What to work on:
Reproduce the craps passage below word for word, starting at "As a fun wedding" and ending at "on subsequent rounds.".

As a fun wedding after-party activity, my cousin Channy arranged for a set of casino tables to show up in the evening and handed out funny-money to play with. My dad and I decided to learn a new game and met up at the Craps table. I figured my math/gamer friends might find it interesting to puzzle over play strategies.
The game:
Everyone places at least the minimum bet on an area of the table called the pass line.
As the round begins a shooter (dice roller) is chosen. The shooter hands the dice to the left on subsequent rounds.
During the “Come out” phase, the shooter makes one or more rolls. If the shooter rolls 2, 3 or 12, the dealer takes all the pass line money and the round ends. If the shooter rolls 7 or 11, everyone’s money on the pass line is doubled. If the shooter rolls a 4, 5, 6, 8, 9, or 10, this number becomes “the point”.

Stored data:

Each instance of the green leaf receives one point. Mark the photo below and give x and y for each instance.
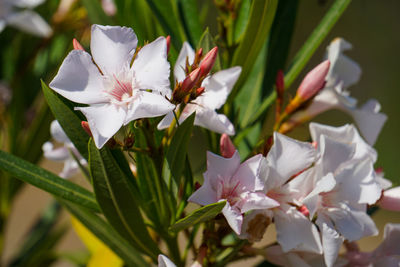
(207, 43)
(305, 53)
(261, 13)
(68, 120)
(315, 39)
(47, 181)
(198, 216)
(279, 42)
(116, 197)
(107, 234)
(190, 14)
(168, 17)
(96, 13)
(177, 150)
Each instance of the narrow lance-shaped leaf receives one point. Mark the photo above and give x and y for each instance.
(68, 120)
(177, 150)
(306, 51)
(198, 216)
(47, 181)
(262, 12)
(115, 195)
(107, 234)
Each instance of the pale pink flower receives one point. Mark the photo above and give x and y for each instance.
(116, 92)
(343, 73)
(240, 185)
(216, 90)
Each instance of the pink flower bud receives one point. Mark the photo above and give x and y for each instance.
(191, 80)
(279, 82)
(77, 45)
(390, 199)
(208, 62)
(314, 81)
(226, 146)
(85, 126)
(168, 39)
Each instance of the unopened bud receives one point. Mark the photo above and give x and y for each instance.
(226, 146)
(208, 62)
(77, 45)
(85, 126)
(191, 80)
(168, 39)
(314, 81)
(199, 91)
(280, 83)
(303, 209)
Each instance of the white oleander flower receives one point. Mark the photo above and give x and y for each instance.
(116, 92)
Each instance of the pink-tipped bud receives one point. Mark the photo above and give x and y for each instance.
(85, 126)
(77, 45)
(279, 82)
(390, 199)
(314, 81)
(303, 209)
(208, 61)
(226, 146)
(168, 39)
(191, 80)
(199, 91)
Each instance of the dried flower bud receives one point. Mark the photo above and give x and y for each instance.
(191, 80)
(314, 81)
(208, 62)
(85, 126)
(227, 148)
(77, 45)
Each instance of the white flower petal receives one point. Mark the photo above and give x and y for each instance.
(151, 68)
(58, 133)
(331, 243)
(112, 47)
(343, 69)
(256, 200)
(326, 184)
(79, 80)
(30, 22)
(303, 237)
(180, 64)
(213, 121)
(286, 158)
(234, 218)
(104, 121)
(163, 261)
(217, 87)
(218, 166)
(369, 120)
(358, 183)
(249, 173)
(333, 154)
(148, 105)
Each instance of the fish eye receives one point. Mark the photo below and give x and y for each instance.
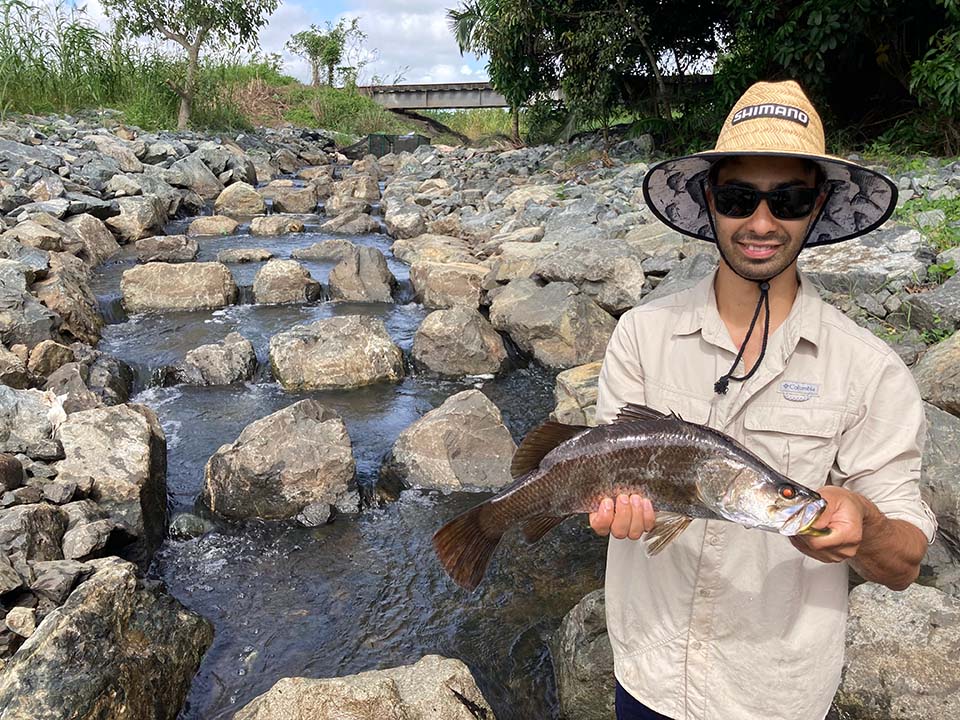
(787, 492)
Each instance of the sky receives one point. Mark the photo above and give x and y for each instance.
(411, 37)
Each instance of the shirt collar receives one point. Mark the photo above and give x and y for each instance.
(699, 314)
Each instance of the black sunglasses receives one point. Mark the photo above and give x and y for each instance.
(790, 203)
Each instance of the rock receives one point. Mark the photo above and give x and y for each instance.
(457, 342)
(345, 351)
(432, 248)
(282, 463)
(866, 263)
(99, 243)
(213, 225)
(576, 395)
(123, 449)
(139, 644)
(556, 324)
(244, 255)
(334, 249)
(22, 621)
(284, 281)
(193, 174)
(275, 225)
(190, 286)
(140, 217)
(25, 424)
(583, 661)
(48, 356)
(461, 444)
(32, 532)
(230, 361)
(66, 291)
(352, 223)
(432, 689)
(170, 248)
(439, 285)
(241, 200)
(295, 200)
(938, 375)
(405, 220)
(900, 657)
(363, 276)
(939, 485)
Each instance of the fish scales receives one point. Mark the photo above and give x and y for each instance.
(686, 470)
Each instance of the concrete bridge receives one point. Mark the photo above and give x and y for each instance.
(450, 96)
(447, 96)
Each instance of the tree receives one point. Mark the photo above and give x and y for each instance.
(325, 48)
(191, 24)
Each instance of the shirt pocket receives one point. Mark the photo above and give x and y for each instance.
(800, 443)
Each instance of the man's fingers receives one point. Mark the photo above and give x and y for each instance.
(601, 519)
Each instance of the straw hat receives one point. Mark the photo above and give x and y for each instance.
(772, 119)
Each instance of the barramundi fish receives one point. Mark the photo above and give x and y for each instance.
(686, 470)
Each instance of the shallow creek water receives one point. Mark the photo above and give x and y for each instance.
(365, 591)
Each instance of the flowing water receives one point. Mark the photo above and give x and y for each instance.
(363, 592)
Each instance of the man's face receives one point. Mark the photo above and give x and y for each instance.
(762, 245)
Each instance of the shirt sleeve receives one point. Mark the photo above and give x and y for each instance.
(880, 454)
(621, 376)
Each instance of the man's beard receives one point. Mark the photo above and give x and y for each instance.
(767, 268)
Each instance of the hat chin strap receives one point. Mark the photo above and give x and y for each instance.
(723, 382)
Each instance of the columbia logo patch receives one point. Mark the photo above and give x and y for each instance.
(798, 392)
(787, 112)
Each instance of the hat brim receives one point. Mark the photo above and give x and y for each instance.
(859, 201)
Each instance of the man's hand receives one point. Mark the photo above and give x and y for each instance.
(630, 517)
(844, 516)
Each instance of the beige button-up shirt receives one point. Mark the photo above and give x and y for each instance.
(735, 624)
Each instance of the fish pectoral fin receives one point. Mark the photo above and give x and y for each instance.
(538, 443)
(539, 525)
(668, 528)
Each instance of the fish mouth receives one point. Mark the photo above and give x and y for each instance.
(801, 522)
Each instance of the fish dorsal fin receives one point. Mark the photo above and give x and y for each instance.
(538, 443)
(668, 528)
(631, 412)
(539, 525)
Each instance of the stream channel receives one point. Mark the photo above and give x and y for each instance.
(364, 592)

...

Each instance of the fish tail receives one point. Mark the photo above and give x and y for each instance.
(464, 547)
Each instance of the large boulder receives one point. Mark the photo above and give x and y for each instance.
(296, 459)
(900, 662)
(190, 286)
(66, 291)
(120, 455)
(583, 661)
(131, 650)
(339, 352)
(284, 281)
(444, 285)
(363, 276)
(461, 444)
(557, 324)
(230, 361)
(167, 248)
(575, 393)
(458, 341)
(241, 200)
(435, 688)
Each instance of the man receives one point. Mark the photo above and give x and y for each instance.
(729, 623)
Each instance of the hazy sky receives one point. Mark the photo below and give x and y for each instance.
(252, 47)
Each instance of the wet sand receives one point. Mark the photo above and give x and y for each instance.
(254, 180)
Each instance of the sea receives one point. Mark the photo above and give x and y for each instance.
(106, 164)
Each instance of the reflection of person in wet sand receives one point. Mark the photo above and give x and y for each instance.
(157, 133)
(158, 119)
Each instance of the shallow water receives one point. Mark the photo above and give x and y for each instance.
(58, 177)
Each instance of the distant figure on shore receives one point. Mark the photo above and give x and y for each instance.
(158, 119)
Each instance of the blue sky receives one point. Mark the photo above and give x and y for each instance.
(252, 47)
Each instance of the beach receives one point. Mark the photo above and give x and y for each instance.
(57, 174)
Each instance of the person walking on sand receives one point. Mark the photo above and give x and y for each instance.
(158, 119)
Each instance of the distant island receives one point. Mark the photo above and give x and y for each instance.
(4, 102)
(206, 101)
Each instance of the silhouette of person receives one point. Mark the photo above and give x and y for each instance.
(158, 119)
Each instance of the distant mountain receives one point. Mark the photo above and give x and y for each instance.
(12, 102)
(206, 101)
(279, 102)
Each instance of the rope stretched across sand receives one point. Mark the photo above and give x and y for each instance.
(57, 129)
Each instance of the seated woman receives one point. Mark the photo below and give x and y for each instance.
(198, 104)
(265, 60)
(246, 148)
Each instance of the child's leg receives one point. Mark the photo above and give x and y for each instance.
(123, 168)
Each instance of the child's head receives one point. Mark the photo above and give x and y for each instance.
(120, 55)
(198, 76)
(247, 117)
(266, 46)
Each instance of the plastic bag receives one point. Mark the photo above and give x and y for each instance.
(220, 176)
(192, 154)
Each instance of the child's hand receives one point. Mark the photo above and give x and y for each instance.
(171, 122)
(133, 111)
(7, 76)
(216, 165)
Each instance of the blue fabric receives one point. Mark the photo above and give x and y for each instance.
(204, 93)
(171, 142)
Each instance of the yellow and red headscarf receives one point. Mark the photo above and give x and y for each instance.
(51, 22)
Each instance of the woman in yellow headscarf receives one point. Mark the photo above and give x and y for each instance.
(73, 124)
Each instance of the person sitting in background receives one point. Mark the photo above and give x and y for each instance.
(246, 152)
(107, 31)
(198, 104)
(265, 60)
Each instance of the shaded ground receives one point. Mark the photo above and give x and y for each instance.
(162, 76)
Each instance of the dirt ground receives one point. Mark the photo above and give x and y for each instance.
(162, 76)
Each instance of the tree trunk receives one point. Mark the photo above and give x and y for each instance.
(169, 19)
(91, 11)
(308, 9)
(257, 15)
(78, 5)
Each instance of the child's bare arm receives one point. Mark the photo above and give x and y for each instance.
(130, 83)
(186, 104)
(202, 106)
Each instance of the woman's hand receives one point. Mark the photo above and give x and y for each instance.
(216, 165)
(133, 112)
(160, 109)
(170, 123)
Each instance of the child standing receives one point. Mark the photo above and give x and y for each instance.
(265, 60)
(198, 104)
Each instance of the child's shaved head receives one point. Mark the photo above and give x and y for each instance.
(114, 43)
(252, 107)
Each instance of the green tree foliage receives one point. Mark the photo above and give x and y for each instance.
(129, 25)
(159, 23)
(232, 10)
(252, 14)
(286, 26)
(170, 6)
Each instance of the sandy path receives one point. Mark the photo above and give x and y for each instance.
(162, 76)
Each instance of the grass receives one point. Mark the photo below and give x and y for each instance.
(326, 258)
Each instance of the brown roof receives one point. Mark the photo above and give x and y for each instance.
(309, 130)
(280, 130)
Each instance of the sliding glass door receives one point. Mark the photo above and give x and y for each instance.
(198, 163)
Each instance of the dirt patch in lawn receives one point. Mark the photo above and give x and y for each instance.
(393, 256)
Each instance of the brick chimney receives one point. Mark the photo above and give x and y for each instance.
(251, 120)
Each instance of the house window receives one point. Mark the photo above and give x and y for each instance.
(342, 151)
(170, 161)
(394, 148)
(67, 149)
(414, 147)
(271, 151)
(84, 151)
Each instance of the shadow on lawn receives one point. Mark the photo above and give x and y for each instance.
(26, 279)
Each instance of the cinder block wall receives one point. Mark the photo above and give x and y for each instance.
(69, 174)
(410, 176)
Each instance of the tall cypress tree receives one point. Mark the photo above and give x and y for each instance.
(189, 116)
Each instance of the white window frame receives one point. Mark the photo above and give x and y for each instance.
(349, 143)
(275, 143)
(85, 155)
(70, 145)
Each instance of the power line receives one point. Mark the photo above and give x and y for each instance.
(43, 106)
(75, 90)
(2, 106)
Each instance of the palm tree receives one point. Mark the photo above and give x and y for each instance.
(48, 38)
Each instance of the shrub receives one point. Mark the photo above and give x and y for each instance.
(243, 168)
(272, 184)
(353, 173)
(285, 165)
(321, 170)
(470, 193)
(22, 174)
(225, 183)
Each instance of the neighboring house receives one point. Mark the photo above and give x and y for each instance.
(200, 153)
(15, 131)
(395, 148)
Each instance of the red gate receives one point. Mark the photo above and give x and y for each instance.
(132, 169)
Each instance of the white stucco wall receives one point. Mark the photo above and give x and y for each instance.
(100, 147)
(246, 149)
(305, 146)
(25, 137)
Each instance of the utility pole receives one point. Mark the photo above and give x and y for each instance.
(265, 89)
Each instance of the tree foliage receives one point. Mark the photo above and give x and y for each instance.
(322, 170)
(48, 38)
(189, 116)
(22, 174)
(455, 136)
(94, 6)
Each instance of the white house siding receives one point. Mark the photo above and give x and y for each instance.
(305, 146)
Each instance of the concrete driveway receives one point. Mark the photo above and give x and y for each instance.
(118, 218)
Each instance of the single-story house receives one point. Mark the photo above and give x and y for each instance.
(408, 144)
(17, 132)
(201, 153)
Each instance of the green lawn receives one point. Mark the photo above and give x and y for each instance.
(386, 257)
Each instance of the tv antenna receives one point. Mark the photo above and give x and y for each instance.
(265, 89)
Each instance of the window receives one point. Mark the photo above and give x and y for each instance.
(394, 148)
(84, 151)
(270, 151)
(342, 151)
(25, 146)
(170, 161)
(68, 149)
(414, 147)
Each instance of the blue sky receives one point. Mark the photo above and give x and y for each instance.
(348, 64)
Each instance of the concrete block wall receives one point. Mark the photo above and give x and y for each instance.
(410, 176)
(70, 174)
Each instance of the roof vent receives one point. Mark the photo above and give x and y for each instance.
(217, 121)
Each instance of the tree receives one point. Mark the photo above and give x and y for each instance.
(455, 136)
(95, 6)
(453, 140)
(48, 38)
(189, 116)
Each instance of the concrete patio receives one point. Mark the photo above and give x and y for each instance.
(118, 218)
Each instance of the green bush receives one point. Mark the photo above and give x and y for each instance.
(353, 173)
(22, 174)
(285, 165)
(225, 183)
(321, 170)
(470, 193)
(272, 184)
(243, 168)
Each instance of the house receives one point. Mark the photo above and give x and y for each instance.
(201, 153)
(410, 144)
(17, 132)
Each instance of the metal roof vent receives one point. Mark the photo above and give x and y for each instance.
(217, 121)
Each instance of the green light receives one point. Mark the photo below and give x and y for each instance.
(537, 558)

Full response:
As a fun wedding after-party activity, my cousin Channy arranged for a set of casino tables to show up in the evening and handed out funny-money to play with. My dad and I decided to learn a new game and met up at the Craps table. I figured my math/gamer friends might find it interesting to puzzle over play strategies.
The game:
Everyone places at least the minimum bet on an area of the table called the pass line.
As the round begins a shooter (dice roller) is chosen. The shooter hands the dice to the left on subsequent rounds.